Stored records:

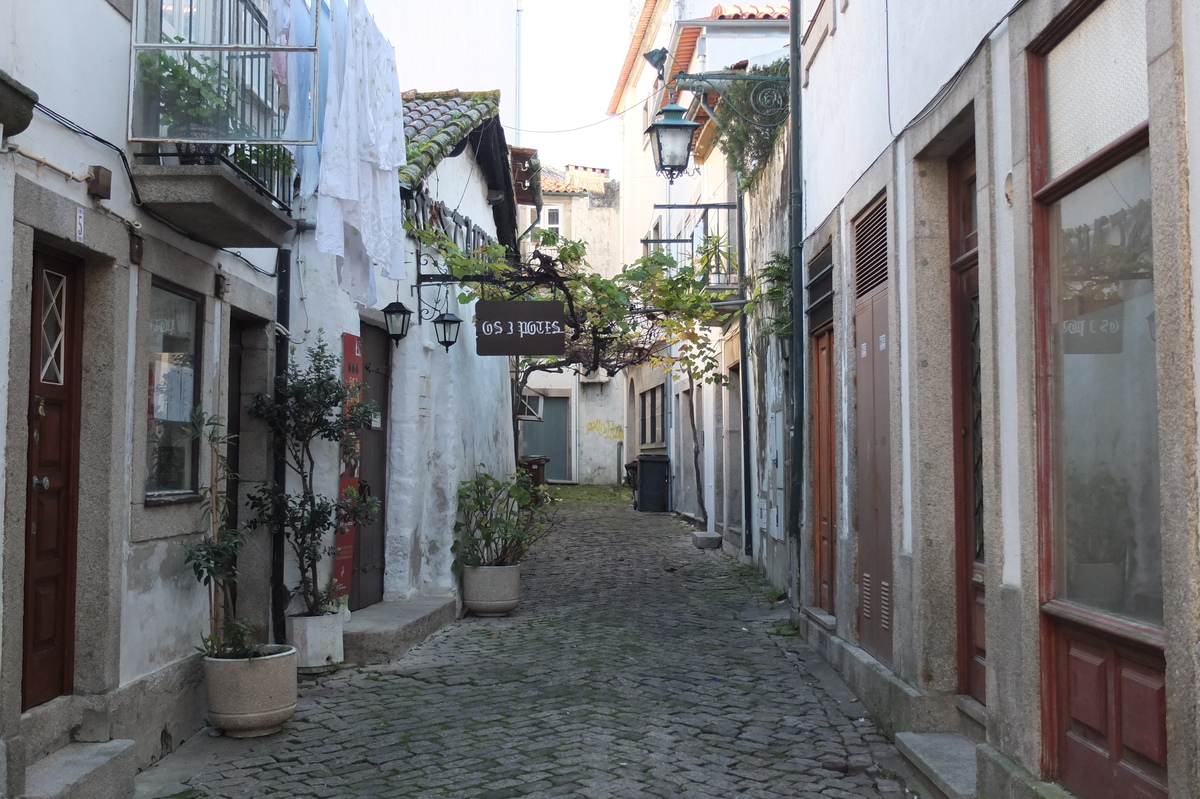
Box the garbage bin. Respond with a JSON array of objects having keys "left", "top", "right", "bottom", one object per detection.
[
  {"left": 634, "top": 452, "right": 671, "bottom": 513},
  {"left": 521, "top": 455, "right": 550, "bottom": 486}
]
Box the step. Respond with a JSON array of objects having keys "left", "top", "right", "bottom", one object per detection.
[
  {"left": 342, "top": 594, "right": 458, "bottom": 666},
  {"left": 24, "top": 739, "right": 138, "bottom": 799},
  {"left": 895, "top": 732, "right": 977, "bottom": 799}
]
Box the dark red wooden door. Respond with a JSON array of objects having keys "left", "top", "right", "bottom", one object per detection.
[
  {"left": 1055, "top": 623, "right": 1168, "bottom": 799},
  {"left": 22, "top": 250, "right": 83, "bottom": 709},
  {"left": 812, "top": 328, "right": 838, "bottom": 615},
  {"left": 854, "top": 282, "right": 892, "bottom": 665},
  {"left": 950, "top": 263, "right": 988, "bottom": 703},
  {"left": 350, "top": 325, "right": 394, "bottom": 611}
]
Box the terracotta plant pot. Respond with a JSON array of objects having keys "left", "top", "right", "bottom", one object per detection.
[
  {"left": 204, "top": 647, "right": 296, "bottom": 738},
  {"left": 462, "top": 565, "right": 521, "bottom": 615},
  {"left": 288, "top": 613, "right": 346, "bottom": 674}
]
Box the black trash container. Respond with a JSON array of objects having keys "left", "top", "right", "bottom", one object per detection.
[{"left": 634, "top": 453, "right": 671, "bottom": 513}]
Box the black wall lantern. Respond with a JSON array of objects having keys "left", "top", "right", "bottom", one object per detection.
[
  {"left": 646, "top": 101, "right": 700, "bottom": 184},
  {"left": 383, "top": 300, "right": 413, "bottom": 347},
  {"left": 433, "top": 313, "right": 462, "bottom": 353}
]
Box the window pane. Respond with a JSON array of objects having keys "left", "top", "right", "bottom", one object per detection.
[
  {"left": 1050, "top": 152, "right": 1163, "bottom": 624},
  {"left": 1046, "top": 0, "right": 1150, "bottom": 179},
  {"left": 146, "top": 287, "right": 199, "bottom": 493}
]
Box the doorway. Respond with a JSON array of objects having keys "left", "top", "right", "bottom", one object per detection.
[
  {"left": 349, "top": 325, "right": 394, "bottom": 611},
  {"left": 854, "top": 197, "right": 892, "bottom": 666},
  {"left": 948, "top": 140, "right": 988, "bottom": 704},
  {"left": 22, "top": 248, "right": 83, "bottom": 710},
  {"left": 521, "top": 397, "right": 571, "bottom": 482}
]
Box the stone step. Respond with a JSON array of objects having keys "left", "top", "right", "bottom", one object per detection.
[
  {"left": 24, "top": 739, "right": 138, "bottom": 799},
  {"left": 342, "top": 594, "right": 458, "bottom": 666},
  {"left": 895, "top": 732, "right": 977, "bottom": 799}
]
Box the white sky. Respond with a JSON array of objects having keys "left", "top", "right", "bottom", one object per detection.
[
  {"left": 367, "top": 0, "right": 642, "bottom": 176},
  {"left": 504, "top": 0, "right": 641, "bottom": 175}
]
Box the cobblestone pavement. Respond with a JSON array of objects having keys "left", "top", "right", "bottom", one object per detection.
[{"left": 138, "top": 484, "right": 912, "bottom": 799}]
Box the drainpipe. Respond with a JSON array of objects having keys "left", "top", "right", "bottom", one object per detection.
[
  {"left": 738, "top": 189, "right": 754, "bottom": 558},
  {"left": 271, "top": 220, "right": 300, "bottom": 643},
  {"left": 787, "top": 0, "right": 808, "bottom": 547}
]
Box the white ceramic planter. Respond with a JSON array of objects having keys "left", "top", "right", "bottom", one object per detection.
[
  {"left": 288, "top": 613, "right": 344, "bottom": 674},
  {"left": 462, "top": 565, "right": 521, "bottom": 615},
  {"left": 204, "top": 647, "right": 296, "bottom": 738}
]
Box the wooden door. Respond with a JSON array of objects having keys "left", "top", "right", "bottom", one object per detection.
[
  {"left": 22, "top": 250, "right": 83, "bottom": 709},
  {"left": 1054, "top": 621, "right": 1168, "bottom": 799},
  {"left": 350, "top": 325, "right": 394, "bottom": 611},
  {"left": 950, "top": 263, "right": 988, "bottom": 703},
  {"left": 854, "top": 282, "right": 892, "bottom": 666},
  {"left": 812, "top": 326, "right": 838, "bottom": 615}
]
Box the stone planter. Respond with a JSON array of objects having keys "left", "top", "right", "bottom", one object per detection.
[
  {"left": 288, "top": 613, "right": 344, "bottom": 674},
  {"left": 204, "top": 647, "right": 296, "bottom": 738},
  {"left": 462, "top": 565, "right": 521, "bottom": 615}
]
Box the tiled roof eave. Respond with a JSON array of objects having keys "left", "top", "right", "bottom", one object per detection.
[{"left": 400, "top": 94, "right": 499, "bottom": 188}]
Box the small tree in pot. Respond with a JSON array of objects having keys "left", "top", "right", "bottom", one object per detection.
[
  {"left": 184, "top": 408, "right": 296, "bottom": 738},
  {"left": 450, "top": 470, "right": 558, "bottom": 615},
  {"left": 247, "top": 336, "right": 379, "bottom": 671}
]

▸ **TASK BRIEF**
Please recast every line of the records above as a Markdown table with the columns "Row" and "Line", skipping blank lines and leaving out the pictures.

▸ **FINAL ANSWER**
| Row | Line |
|---|---|
| 1 | Box the garbage bin. Respond with a JSON array of objects having keys "left", "top", "right", "bottom", one object per detection. |
| 2 | [ |
| 3 |   {"left": 634, "top": 452, "right": 671, "bottom": 513}, |
| 4 |   {"left": 521, "top": 455, "right": 550, "bottom": 486} |
| 5 | ] |
| 6 | Box the step. Respond with a JSON array of objects having keys "left", "top", "right", "bottom", one object per detection. |
| 7 | [ |
| 8 |   {"left": 342, "top": 594, "right": 458, "bottom": 666}, |
| 9 |   {"left": 24, "top": 739, "right": 138, "bottom": 799}, |
| 10 |   {"left": 895, "top": 732, "right": 977, "bottom": 799} |
| 11 | ] |
| 12 | Box the dark red wooden door. Respond with a JSON array of objects having keys "left", "top", "right", "bottom", one object per detection. |
| 13 | [ |
| 14 |   {"left": 1055, "top": 623, "right": 1168, "bottom": 799}, |
| 15 |   {"left": 22, "top": 250, "right": 83, "bottom": 709}, |
| 16 |   {"left": 812, "top": 328, "right": 838, "bottom": 615}, |
| 17 |   {"left": 854, "top": 282, "right": 892, "bottom": 665}, |
| 18 |   {"left": 950, "top": 263, "right": 988, "bottom": 703}, |
| 19 |   {"left": 350, "top": 325, "right": 394, "bottom": 611} |
| 20 | ] |
| 21 | Box the terracotta plant pot. Respond with a JSON array of objects having keys "left", "top", "right", "bottom", one object per detection. |
| 22 | [ |
| 23 |   {"left": 204, "top": 647, "right": 296, "bottom": 738}, |
| 24 |   {"left": 462, "top": 565, "right": 521, "bottom": 615}, |
| 25 |   {"left": 288, "top": 613, "right": 346, "bottom": 674} |
| 26 | ] |
| 27 | Box the black trash container. Respond with a JSON array of objects having keys "left", "top", "right", "bottom", one object per detection. |
| 28 | [{"left": 634, "top": 453, "right": 671, "bottom": 513}] |
| 29 | Box the black wall lantern. Respond with a JSON array of objects having keys "left", "top", "right", "bottom", one object per detection. |
| 30 | [ |
| 31 |   {"left": 646, "top": 101, "right": 700, "bottom": 184}, |
| 32 |   {"left": 383, "top": 300, "right": 413, "bottom": 347}, |
| 33 |   {"left": 433, "top": 313, "right": 462, "bottom": 353} |
| 34 | ] |
| 35 | Box the window pane. Respond with a JSON array of objects having keys "left", "top", "right", "bottom", one object per detection. |
| 36 | [ |
| 37 |   {"left": 1050, "top": 152, "right": 1163, "bottom": 624}, |
| 38 |   {"left": 1046, "top": 0, "right": 1150, "bottom": 179}, |
| 39 |   {"left": 146, "top": 287, "right": 199, "bottom": 493} |
| 40 | ] |
| 41 | Box the doorway. Respond with a JSON array of objects having keys "left", "top", "right", "bottom", one object per detection. |
| 42 | [ |
| 43 |   {"left": 349, "top": 325, "right": 394, "bottom": 611}, |
| 44 |   {"left": 854, "top": 197, "right": 892, "bottom": 666}, |
| 45 |   {"left": 948, "top": 140, "right": 988, "bottom": 704}, |
| 46 |   {"left": 22, "top": 248, "right": 83, "bottom": 710}, |
| 47 |   {"left": 521, "top": 397, "right": 571, "bottom": 482} |
| 48 | ] |
| 49 | Box the stone step. Respond with a JSON array of objects having keys "left", "top", "right", "bottom", one object per detection. |
| 50 | [ |
| 51 |   {"left": 24, "top": 739, "right": 138, "bottom": 799}, |
| 52 |   {"left": 342, "top": 594, "right": 458, "bottom": 666}, |
| 53 |   {"left": 895, "top": 732, "right": 977, "bottom": 799} |
| 54 | ] |
| 55 | Box the white sky. Respond with a JSON array of objects having keys "left", "top", "right", "bottom", one object per detection. |
| 56 | [ |
| 57 |   {"left": 367, "top": 0, "right": 642, "bottom": 176}, |
| 58 |   {"left": 504, "top": 0, "right": 641, "bottom": 175} |
| 59 | ] |
| 60 | Box the cobblestone pavement. Respond with a JSON array of objects having keys "left", "top", "right", "bottom", one object per detection. |
| 61 | [{"left": 138, "top": 484, "right": 912, "bottom": 799}] |
| 62 | Box the drainpipe. Respond with a JSON array of objects having keys "left", "top", "right", "bottom", one object per detection. |
| 63 | [ |
| 64 |   {"left": 738, "top": 189, "right": 754, "bottom": 558}, |
| 65 |   {"left": 271, "top": 220, "right": 300, "bottom": 643}, |
| 66 |   {"left": 787, "top": 0, "right": 808, "bottom": 547} |
| 67 | ] |
| 68 | Box the white ceramic planter. Respond with a JSON array of objects having keys "left", "top", "right", "bottom", one object per detection. |
| 69 | [ |
| 70 |   {"left": 288, "top": 613, "right": 344, "bottom": 674}, |
| 71 |   {"left": 462, "top": 565, "right": 521, "bottom": 615}, |
| 72 |   {"left": 204, "top": 647, "right": 296, "bottom": 738} |
| 73 | ] |
| 74 | Box the wooden door. Respond with a JSON array of objects having keys "left", "top", "right", "bottom", one object per detection. |
| 75 | [ |
| 76 |   {"left": 22, "top": 250, "right": 83, "bottom": 709}, |
| 77 |   {"left": 1054, "top": 621, "right": 1168, "bottom": 799}, |
| 78 |   {"left": 350, "top": 325, "right": 394, "bottom": 611}, |
| 79 |   {"left": 950, "top": 263, "right": 988, "bottom": 703}, |
| 80 |   {"left": 854, "top": 282, "right": 892, "bottom": 666}, |
| 81 |   {"left": 812, "top": 326, "right": 838, "bottom": 615} |
| 82 | ] |
| 83 | Box the stone planter. Respond with a JSON array of objects having keys "left", "top", "right", "bottom", one object per detection. |
| 84 | [ |
| 85 |   {"left": 288, "top": 613, "right": 344, "bottom": 674}, |
| 86 |   {"left": 204, "top": 647, "right": 296, "bottom": 738}, |
| 87 |   {"left": 462, "top": 565, "right": 521, "bottom": 615} |
| 88 | ] |
| 89 | Box the tiled roof eave. Respond with a JSON array of objects having keys "left", "top", "right", "bottom", one object per detection. |
| 90 | [{"left": 400, "top": 94, "right": 499, "bottom": 188}] |
| 91 | Box the small tree in pot. Respond with a JSON array of objects having keys "left", "top", "right", "bottom", one object per detection. |
| 92 | [ |
| 93 |   {"left": 184, "top": 408, "right": 296, "bottom": 738}, |
| 94 |   {"left": 450, "top": 470, "right": 558, "bottom": 615}, |
| 95 |   {"left": 247, "top": 336, "right": 379, "bottom": 671} |
| 96 | ] |